AIM OF THE EXERCISE: Rescale every line from the start of these lines through the one holding "(1203, 710)", inclusive, and give them again with the requests kept as they are and each answer's pixel coordinates multiplied by 0.85 and rounded to whole numbers, halves up. Give only those lines and omit the pictures.

______________________________

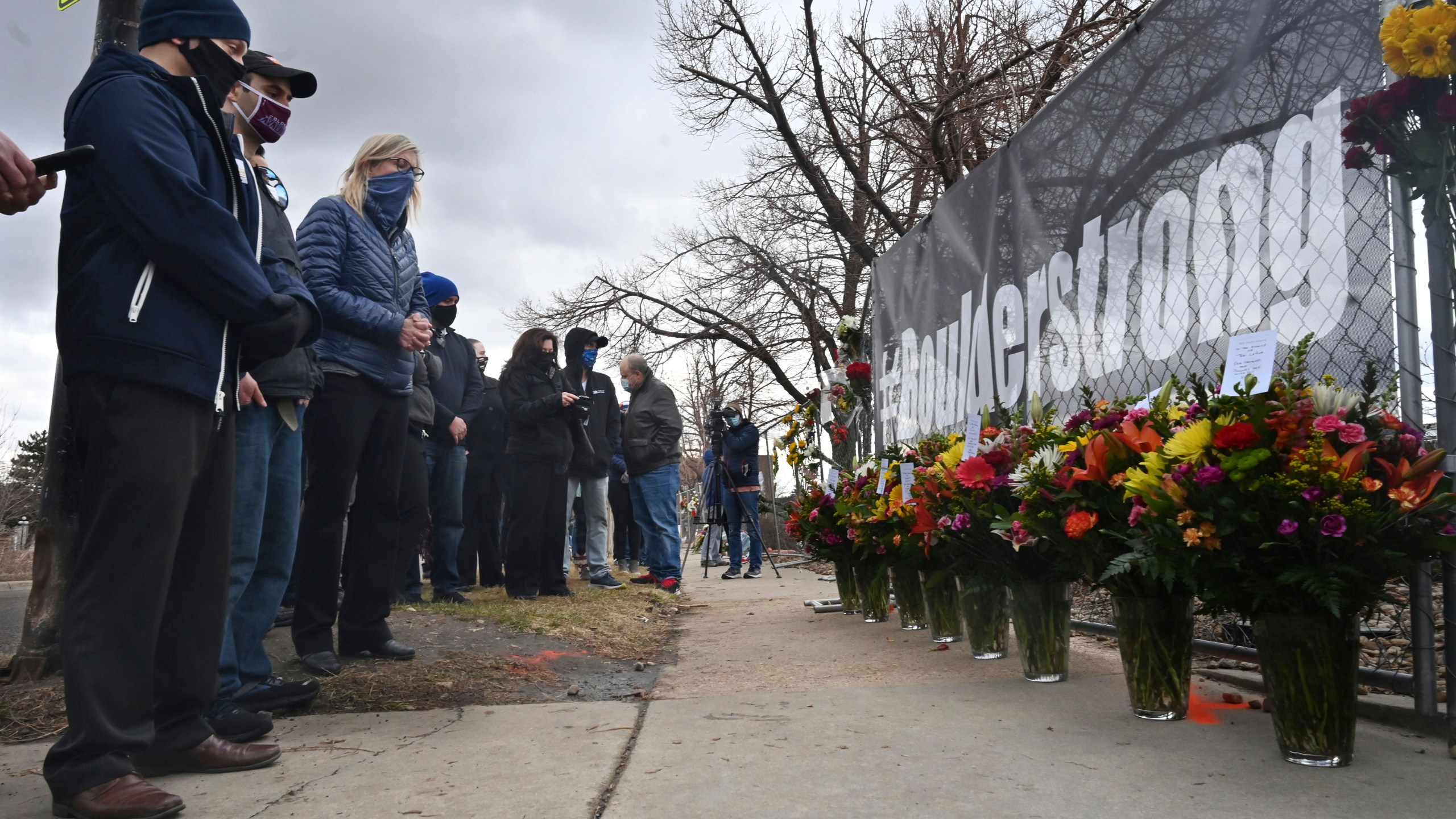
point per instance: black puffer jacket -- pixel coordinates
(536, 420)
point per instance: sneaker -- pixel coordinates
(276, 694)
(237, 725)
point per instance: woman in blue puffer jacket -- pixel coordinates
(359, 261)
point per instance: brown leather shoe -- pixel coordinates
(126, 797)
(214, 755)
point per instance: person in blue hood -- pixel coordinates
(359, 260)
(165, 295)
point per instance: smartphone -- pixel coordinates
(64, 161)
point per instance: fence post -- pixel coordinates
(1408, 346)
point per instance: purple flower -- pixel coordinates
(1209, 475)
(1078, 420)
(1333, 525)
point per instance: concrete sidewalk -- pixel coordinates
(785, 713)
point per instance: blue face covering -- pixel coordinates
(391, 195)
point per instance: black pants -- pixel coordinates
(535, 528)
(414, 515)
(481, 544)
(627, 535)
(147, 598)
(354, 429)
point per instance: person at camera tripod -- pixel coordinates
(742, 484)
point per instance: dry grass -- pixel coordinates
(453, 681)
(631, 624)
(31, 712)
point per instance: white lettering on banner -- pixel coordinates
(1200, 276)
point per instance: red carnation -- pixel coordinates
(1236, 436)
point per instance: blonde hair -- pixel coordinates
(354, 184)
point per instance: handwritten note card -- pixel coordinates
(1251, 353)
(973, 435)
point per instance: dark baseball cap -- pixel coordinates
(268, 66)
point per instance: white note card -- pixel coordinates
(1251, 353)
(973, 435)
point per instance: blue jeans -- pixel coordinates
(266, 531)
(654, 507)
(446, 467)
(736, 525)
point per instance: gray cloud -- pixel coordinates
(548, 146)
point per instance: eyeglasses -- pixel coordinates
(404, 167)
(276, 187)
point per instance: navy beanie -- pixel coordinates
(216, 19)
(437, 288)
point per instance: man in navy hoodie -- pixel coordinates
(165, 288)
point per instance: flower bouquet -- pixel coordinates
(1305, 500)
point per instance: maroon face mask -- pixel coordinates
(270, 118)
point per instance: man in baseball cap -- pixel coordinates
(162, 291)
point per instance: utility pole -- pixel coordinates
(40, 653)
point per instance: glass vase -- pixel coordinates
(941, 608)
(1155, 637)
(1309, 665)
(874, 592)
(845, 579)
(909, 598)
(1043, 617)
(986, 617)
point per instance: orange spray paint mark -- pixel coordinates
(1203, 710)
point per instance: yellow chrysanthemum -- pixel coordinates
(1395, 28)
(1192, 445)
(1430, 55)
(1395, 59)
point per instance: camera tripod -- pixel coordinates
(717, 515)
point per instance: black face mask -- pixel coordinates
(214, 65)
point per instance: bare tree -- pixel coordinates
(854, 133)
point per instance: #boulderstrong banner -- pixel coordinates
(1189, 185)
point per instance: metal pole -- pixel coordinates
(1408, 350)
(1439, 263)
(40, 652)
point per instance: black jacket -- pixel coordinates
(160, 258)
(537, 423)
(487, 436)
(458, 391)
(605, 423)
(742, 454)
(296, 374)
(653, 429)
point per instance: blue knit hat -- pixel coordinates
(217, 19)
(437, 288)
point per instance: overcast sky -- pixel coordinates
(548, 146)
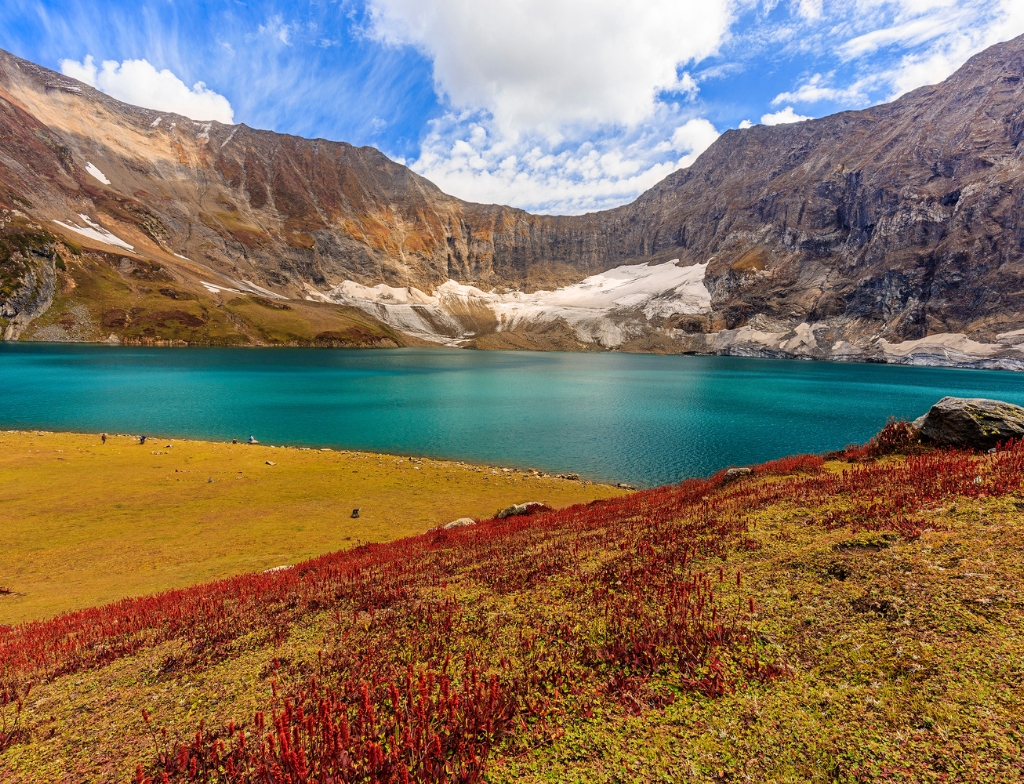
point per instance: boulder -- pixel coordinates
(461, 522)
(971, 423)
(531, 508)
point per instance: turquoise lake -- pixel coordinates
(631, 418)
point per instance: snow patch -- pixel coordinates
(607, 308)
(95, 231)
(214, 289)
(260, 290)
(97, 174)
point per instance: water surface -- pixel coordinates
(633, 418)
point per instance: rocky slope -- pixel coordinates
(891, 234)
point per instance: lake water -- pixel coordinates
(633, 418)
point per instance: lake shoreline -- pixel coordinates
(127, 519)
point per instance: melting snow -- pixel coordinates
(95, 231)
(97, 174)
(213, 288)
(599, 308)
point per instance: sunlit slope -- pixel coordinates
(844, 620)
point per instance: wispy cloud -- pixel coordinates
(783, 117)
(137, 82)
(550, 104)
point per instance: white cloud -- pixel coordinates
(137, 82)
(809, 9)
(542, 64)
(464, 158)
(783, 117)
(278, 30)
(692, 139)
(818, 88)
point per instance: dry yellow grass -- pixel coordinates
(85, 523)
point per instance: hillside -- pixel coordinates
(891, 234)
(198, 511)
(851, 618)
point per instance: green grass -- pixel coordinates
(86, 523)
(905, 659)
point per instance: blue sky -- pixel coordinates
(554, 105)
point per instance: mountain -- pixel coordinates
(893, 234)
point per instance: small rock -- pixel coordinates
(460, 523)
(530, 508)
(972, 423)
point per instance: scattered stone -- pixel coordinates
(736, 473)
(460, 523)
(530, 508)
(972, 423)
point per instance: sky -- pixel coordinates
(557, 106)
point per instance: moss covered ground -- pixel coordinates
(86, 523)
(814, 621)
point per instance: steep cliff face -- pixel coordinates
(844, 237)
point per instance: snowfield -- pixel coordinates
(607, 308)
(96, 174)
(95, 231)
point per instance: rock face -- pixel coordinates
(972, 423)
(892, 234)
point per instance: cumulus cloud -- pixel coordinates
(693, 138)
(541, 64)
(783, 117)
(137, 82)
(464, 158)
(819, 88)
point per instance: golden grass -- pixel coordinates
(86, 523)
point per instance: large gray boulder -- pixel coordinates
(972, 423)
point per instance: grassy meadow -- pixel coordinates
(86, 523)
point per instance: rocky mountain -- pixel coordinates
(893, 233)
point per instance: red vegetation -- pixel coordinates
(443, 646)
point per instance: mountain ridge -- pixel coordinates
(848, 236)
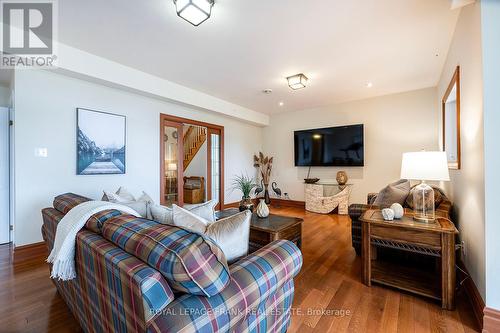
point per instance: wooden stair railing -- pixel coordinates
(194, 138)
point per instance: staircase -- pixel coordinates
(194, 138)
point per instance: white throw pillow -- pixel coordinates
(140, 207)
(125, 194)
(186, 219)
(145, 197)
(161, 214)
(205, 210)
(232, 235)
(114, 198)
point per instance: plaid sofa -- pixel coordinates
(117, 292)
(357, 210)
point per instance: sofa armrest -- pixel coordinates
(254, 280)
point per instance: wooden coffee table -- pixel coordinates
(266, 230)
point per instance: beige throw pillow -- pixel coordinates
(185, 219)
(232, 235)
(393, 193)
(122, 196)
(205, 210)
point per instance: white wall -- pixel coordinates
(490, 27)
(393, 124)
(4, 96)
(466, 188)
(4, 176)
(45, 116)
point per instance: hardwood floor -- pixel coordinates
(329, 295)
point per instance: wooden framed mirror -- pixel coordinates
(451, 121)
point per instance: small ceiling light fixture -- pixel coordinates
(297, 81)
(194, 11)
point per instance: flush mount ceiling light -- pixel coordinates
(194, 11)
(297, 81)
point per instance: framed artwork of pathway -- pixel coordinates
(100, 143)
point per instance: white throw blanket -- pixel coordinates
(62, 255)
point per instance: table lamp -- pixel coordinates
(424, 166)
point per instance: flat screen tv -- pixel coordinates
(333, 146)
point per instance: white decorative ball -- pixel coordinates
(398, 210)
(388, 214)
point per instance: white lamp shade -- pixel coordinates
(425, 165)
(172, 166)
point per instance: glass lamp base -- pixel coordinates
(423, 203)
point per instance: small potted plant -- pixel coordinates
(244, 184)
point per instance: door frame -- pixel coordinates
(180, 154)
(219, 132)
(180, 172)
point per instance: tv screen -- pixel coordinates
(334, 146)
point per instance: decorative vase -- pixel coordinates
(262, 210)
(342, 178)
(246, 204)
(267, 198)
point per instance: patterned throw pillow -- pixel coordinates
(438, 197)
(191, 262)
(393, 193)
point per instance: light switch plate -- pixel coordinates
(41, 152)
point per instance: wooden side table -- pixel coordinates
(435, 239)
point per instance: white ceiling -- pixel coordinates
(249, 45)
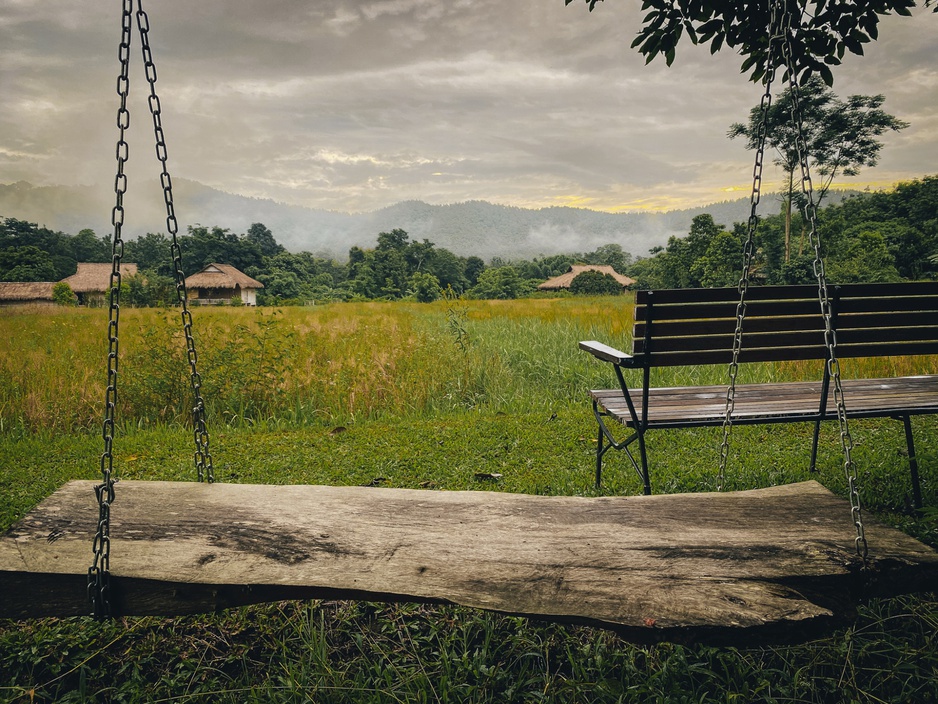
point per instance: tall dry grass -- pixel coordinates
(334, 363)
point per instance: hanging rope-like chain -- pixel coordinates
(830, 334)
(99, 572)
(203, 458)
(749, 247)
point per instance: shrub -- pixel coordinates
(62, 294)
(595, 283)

______________________________

IN RESPONSE:
point per instance: black puffer jacket -- pixel coordinates
(456, 357)
point per instance: sneaker -- pixel coordinates
(235, 590)
(201, 616)
point per instance: woman in blue puffer jacket -- pixel coordinates
(305, 222)
point per instance: brown leather shoe -- pixel coordinates
(107, 677)
(182, 642)
point per instance: person in blue hood -- pixel coordinates
(305, 221)
(140, 251)
point per instance: smartphone -- pixel coordinates
(54, 137)
point per instance: fence post -- pixel coordinates
(1197, 294)
point per instance: purple flower -- pixel coordinates
(1028, 404)
(916, 357)
(1133, 446)
point per instance: concrete sidewalk -- pixel coordinates
(667, 606)
point per instance: blue face covering -- pixel coordinates
(332, 166)
point per instance: black pants -- pixel coordinates
(455, 449)
(352, 438)
(409, 462)
(533, 455)
(125, 508)
(301, 365)
point per instance: person at camera tripod -- pixel coordinates
(631, 411)
point per instance: dry grass -- pixel coordinates
(385, 579)
(536, 530)
(26, 605)
point per instance: white lettering on banner -- pixel coordinates
(1020, 235)
point per instance: red carnation -- pixel coordinates
(1051, 371)
point per instance: blonde hair -- pixel coordinates
(301, 156)
point per instance: handwritten note card -- pixel coordinates
(1063, 300)
(827, 370)
point per instance: dark baseball cap -- pixel coordinates
(228, 56)
point per instance: white note card -- pixel coordinates
(1063, 300)
(827, 370)
point per instance: blue jeans -- pixel coordinates
(226, 451)
(556, 431)
(379, 397)
(626, 446)
point per instance: gray cloud -- pixel coordinates
(466, 124)
point per instance: eyeglasses -- pixel coordinates
(343, 142)
(235, 159)
point per instance: navy beanie -- pixel coordinates
(184, 16)
(371, 245)
point per instance: man in navy hoodie -- pixel coordinates
(140, 245)
point per instance: flower bouquet -- pixel coordinates
(1109, 425)
point per instance: maroon face mask -- pixel coordinates
(230, 100)
point per instance: man in baseball cap -- pixel coordinates
(138, 247)
point per instance: utility pole -- pixel coordinates
(34, 555)
point per instance: glass vase -- pixel coordinates
(800, 517)
(982, 541)
(1113, 565)
(743, 503)
(718, 492)
(773, 508)
(887, 524)
(838, 524)
point per instance: orange spray paint mark -- pixel coordinates
(1023, 604)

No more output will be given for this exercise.